#### Aufgabe:
Stelle alle folgenden Zeilen ohne die Leerzeilen als Markdown-Tabelle dar. Die Spalte „Nr“ enthält die fortlaufende Nummer, die Spalte „Zeile“ den Inhalt.

#### Gegebene Daten:
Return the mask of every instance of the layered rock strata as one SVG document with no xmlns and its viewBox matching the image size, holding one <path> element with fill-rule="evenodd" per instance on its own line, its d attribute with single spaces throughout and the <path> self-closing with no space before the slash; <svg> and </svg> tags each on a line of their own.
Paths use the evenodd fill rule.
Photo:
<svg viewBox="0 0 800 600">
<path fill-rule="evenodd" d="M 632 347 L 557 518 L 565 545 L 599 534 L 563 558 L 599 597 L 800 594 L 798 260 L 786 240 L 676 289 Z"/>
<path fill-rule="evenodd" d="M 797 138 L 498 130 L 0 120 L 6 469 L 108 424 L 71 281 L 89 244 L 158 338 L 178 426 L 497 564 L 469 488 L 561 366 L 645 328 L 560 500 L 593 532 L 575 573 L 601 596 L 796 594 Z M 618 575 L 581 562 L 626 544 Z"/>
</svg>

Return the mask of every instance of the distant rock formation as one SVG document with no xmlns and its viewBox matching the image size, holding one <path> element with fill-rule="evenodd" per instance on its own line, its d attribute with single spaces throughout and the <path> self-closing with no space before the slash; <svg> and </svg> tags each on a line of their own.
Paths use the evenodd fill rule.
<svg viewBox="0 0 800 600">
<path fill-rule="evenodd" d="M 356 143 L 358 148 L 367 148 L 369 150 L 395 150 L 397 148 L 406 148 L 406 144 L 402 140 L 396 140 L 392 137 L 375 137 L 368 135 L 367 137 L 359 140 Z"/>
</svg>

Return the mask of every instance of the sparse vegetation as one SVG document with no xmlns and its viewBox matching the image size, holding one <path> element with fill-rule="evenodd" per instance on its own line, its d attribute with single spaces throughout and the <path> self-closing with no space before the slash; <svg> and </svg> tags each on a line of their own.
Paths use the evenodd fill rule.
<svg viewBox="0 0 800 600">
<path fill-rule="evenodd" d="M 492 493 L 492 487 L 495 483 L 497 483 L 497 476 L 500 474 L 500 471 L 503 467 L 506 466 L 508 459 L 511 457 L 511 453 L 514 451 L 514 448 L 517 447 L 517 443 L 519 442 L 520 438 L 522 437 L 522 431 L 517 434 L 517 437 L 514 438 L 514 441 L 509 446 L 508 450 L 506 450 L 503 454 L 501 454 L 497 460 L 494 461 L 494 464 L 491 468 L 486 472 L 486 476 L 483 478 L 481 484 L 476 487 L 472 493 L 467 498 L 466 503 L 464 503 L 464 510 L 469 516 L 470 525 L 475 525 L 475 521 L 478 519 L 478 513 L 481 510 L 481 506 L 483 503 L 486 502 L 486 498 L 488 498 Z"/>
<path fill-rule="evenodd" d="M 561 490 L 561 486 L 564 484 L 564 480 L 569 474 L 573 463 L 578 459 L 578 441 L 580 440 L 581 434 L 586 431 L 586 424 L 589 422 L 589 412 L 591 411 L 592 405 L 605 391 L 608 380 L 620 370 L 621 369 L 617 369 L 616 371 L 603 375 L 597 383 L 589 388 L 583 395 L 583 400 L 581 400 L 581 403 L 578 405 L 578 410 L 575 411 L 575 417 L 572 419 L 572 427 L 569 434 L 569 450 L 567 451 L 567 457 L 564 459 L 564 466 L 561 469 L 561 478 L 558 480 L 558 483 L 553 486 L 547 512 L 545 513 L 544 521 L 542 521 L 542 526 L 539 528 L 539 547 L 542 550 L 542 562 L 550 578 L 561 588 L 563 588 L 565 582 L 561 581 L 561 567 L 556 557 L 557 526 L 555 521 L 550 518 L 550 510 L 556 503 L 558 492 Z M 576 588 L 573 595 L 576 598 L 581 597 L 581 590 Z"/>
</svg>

#### Erwartete Antwort:
| Nr | Zeile |
|---|---|
| 1 | Return the mask of every instance of the layered rock strata as one SVG document with no xmlns and its viewBox matching the image size, holding one <path> element with fill-rule="evenodd" per instance on its own line, its d attribute with single spaces throughout and the <path> self-closing with no space before the slash; <svg> and </svg> tags each on a line of their own. |
| 2 | Paths use the evenodd fill rule. |
| 3 | Photo: |
| 4 | <svg viewBox="0 0 800 600"> |
| 5 | <path fill-rule="evenodd" d="M 632 347 L 557 518 L 565 545 L 599 534 L 563 558 L 599 597 L 800 594 L 798 260 L 786 240 L 676 289 Z"/> |
| 6 | <path fill-rule="evenodd" d="M 797 138 L 498 130 L 0 120 L 6 469 L 108 424 L 71 281 L 89 244 L 158 338 L 178 426 L 497 564 L 469 488 L 561 366 L 645 328 L 560 500 L 593 532 L 575 573 L 601 596 L 796 594 Z M 618 575 L 581 562 L 626 544 Z"/> |
| 7 | </svg> |
| 8 | Return the mask of every instance of the distant rock formation as one SVG document with no xmlns and its viewBox matching the image size, holding one <path> element with fill-rule="evenodd" per instance on its own line, its d attribute with single spaces throughout and the <path> self-closing with no space before the slash; <svg> and </svg> tags each on a line of their own. |
| 9 | Paths use the evenodd fill rule. |
| 10 | <svg viewBox="0 0 800 600"> |
| 11 | <path fill-rule="evenodd" d="M 356 143 L 358 148 L 367 148 L 369 150 L 395 150 L 397 148 L 406 148 L 406 144 L 402 140 L 396 140 L 392 137 L 375 137 L 368 135 L 367 137 L 359 140 Z"/> |
| 12 | </svg> |
| 13 | Return the mask of every instance of the sparse vegetation as one SVG document with no xmlns and its viewBox matching the image size, holding one <path> element with fill-rule="evenodd" per instance on its own line, its d attribute with single spaces throughout and the <path> self-closing with no space before the slash; <svg> and </svg> tags each on a line of their own. |
| 14 | Paths use the evenodd fill rule. |
| 15 | <svg viewBox="0 0 800 600"> |
| 16 | <path fill-rule="evenodd" d="M 492 493 L 492 487 L 495 483 L 497 483 L 497 476 L 500 474 L 500 471 L 503 467 L 506 466 L 508 459 L 511 457 L 511 453 L 514 451 L 514 448 L 517 447 L 517 443 L 519 442 L 520 438 L 522 437 L 522 431 L 517 434 L 517 437 L 514 438 L 514 441 L 509 446 L 508 450 L 506 450 L 503 454 L 501 454 L 497 460 L 494 461 L 494 464 L 491 468 L 486 472 L 486 476 L 483 478 L 481 484 L 476 487 L 472 493 L 467 498 L 466 503 L 464 503 L 464 510 L 469 516 L 470 525 L 475 525 L 475 521 L 478 519 L 478 513 L 481 510 L 481 506 L 483 503 L 486 502 L 486 498 L 488 498 Z"/> |
| 17 | <path fill-rule="evenodd" d="M 561 490 L 561 486 L 564 484 L 564 480 L 569 474 L 573 463 L 578 459 L 578 441 L 580 440 L 581 434 L 586 431 L 586 424 L 589 422 L 589 412 L 591 411 L 592 405 L 605 391 L 608 380 L 620 370 L 621 369 L 617 369 L 616 371 L 603 375 L 597 383 L 589 388 L 583 395 L 583 400 L 581 400 L 581 403 L 578 405 L 578 410 L 575 411 L 575 417 L 572 419 L 572 427 L 569 434 L 569 450 L 567 451 L 567 457 L 564 459 L 564 466 L 561 469 L 561 478 L 558 480 L 558 483 L 553 486 L 547 512 L 545 513 L 544 521 L 542 521 L 542 526 L 539 528 L 539 547 L 542 550 L 542 562 L 550 578 L 561 588 L 563 588 L 565 582 L 561 581 L 561 567 L 556 557 L 557 526 L 555 521 L 550 518 L 550 510 L 556 503 L 558 492 Z M 576 588 L 573 595 L 576 598 L 581 597 L 581 590 Z"/> |
| 18 | </svg> |